▶ _Given records_:
★ ★ ★ ★ ★

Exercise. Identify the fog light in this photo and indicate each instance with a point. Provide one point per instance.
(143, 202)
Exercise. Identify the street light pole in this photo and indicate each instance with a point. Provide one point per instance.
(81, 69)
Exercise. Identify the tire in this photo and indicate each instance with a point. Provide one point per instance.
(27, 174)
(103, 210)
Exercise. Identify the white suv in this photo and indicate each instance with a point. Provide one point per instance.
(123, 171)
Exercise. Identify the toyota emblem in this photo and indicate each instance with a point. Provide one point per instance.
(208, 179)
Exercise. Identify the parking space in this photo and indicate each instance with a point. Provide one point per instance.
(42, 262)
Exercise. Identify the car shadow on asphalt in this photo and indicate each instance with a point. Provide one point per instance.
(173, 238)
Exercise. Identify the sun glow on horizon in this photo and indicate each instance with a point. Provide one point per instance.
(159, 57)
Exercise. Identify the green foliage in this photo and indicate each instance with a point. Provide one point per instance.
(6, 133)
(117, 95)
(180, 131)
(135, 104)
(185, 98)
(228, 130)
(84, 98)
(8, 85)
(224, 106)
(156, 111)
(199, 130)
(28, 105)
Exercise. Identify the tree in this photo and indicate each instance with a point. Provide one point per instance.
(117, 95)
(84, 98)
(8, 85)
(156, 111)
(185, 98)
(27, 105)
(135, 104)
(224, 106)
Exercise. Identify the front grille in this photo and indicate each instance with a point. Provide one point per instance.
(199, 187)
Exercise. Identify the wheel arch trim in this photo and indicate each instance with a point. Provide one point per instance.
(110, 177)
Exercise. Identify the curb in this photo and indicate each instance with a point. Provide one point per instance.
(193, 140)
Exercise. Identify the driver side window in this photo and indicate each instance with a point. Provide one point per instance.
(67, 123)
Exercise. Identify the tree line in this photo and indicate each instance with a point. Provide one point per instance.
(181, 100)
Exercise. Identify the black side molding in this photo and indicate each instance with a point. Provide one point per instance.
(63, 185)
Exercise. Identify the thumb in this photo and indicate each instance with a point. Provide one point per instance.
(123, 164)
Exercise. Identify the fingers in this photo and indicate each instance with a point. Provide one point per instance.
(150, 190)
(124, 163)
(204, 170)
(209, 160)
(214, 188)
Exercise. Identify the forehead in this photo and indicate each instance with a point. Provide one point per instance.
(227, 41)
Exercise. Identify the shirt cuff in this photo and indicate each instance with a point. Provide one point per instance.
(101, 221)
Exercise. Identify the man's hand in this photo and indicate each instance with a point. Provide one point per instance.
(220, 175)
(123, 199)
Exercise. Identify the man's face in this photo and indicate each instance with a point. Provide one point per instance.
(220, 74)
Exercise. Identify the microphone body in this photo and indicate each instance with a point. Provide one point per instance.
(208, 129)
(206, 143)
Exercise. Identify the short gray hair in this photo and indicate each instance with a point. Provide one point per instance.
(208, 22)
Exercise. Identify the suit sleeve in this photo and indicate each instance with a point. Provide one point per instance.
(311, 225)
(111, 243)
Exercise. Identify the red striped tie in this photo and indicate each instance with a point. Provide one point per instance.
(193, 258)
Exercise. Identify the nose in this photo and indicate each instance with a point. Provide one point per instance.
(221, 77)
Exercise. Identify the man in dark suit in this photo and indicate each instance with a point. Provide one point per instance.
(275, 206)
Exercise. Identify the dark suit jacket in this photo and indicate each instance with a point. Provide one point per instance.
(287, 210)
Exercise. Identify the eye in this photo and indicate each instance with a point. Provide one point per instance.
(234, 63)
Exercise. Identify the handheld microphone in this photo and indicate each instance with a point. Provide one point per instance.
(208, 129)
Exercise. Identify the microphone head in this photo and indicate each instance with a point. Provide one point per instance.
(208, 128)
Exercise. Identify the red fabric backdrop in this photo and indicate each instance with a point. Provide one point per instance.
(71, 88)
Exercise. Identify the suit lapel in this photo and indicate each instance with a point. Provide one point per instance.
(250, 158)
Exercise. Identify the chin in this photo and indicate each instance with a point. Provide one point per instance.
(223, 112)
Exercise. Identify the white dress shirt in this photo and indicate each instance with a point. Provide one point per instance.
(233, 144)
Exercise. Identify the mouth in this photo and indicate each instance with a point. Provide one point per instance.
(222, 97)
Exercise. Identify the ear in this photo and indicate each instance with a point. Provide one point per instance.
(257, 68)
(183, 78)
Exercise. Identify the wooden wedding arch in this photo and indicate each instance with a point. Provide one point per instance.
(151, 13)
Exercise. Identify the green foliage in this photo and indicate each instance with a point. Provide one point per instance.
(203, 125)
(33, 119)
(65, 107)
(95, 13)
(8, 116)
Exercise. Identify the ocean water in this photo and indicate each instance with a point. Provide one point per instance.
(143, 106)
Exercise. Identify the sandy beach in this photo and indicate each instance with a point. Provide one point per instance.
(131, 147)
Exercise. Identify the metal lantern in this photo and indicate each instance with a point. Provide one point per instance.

★ ★ ★ ★ ★

▶ _Exercise requirements_:
Give back every one of the entries above word for word, in their original order.

▶ _Solution to this task_:
Exercise. Identify the fog light in this photo and indicate each instance with a point. Provide one point per instance.
(143, 202)
Exercise. Identify the street light pole in this photo and indicate each instance with a point. Provide one point per instance.
(81, 69)
Exercise. Identify the tire in this photo and indicate each instance with a point. Provide one point per instance.
(27, 174)
(103, 210)
Exercise. Identify the white suv in this photo and indicate each instance with a point. Provide one point per instance.
(123, 171)
Exercise. Identify the toyota emblem in this photo and indicate each instance with a point. Provide one point per instance.
(208, 179)
Exercise. Identify the parking space in this photo and indicate each instance with a point. Provide one point per instance.
(42, 262)
Exercise. Identify the car shadow on asphalt in this photo and indicate each instance with a point. Provide one point per instance.
(173, 238)
Exercise. Identify the sun glow on horizon in this photo and indicate each instance with a point. Provide one point per instance.
(159, 57)
Exercise. Identify the green foliage in this photo and indicate each instance with a point. Provide one point per instance.
(6, 133)
(117, 95)
(180, 131)
(135, 104)
(185, 98)
(228, 130)
(84, 98)
(8, 85)
(224, 106)
(156, 111)
(199, 130)
(28, 105)
Exercise. Identify the tree in this photo and indicate each instance with a point. Provide one point per instance.
(117, 95)
(84, 98)
(8, 85)
(156, 111)
(185, 98)
(27, 105)
(135, 104)
(224, 106)
Exercise. Identify the front grille in this photo and indicate each instance with a point. Provide one point per instance.
(199, 187)
Exercise. Identify the wheel arch trim in this photo and indicate each instance with a point. Provide one point per instance.
(110, 177)
Exercise. Identify the curb in this photo and indicate each instance with a point. Provide one point per instance.
(193, 140)
Exercise. Identify the driver side window in this photo and indicate each instance with a point. Provide one point per instance.
(67, 123)
Exercise. Identify the tree line in this photo and indicate each instance with a point. Provide one point per instance.
(181, 100)
Exercise. Identify the black side molding in this photo and indicate each instance with a point. Provide one point per instance.
(63, 185)
Exercise. Identify the thumb in this photo and indicate each instance with a point. Provide one point per instance.
(123, 164)
Exercise. Identify the fingers in this photo and indicate each instance with a point. Provide one point per instance.
(150, 190)
(124, 163)
(204, 170)
(209, 160)
(214, 188)
Exercise. Identify the forehead in this photo and indicate each instance with a point. Provide one point per instance.
(227, 41)
Exercise. Identify the shirt cuff in this photo and indicate each instance with a point. Provide one point per instance.
(101, 221)
Exercise. Identify the man's hand in this photo and indicate each instance with a point. Provide one point per instance.
(220, 175)
(123, 199)
Exercise. Identify the man's face in this photo and indicate each instance with a point. Provide one point per instance.
(220, 74)
Exercise. Identify the microphone body in this photo and indicate each instance with a point. Provide one point per instance.
(208, 129)
(206, 143)
Exercise. Identify the short gray hair in this photo and indicate each instance with a point. Provide one point per instance.
(208, 22)
Exercise. Identify the suit sleeve in this photo and indicate each instance with a point. Provide one point per instance.
(311, 225)
(111, 243)
Exercise. Identify the red striped tie in this photo and indicate each instance with a point. Provide one point per instance.
(193, 258)
Exercise. Identify the nose in this photo and indicate each instance with a point. Provide one point per instance.
(221, 77)
Exercise. Identify the man in dark suit in this photo and indicate each instance with a point. Provide one point per instance.
(275, 206)
Exercise. Identify the dark suit jacket in this photo and indicate each instance with a point. Provide one point per instance.
(287, 210)
Exercise. Identify the eye in this photo and indicate each instance with a point. Provide one point per instance.
(234, 63)
Exercise. Identify the handheld microphone in this photo and indicate each instance with a point. Provide one point per instance.
(208, 129)
Exercise. Identify the microphone head in this photo and indicate each instance with a point. Provide one point per instance.
(208, 128)
Exercise. Identify the red fabric backdrop in this photo and indicate each instance with a point. Provide one point per instance.
(71, 88)
Exercise. Identify the suit lapel in this photo and indicate each instance with a point. Provide one point per instance.
(250, 158)
Exercise. Identify the chin in this photo and indicate each instance with a point. Provide one point per instance.
(223, 112)
Exercise. Identify the white dress shirt in this photo and indicate each instance with a point. Provide one point per instance.
(233, 144)
Exercise. Identify the mouth in this photo and indicate each instance with a point. Provide one point per instance.
(222, 97)
Exercise. Identify the ear in this photo and indicate each instance with a point. Provide one point per instance.
(257, 68)
(183, 78)
Exercise. Identify the wooden wedding arch in this photo and indicate each instance with a point. Provide one point per instance.
(151, 13)
Exercise. Identify the green foliage in this photo and indicate each instance with a point. Provide one point per instance.
(203, 125)
(33, 119)
(65, 107)
(95, 13)
(8, 116)
Exercise. Identify the ocean water in this photo and indicate each instance with a point. Provide one point per instance.
(143, 106)
Exercise. Identify the sandy beach in this photo and indicate each instance with a point. Provide one point per instance.
(131, 147)
Exercise. Identify the metal lantern in this photo and indicate each instance with a point. Provide one point per instance.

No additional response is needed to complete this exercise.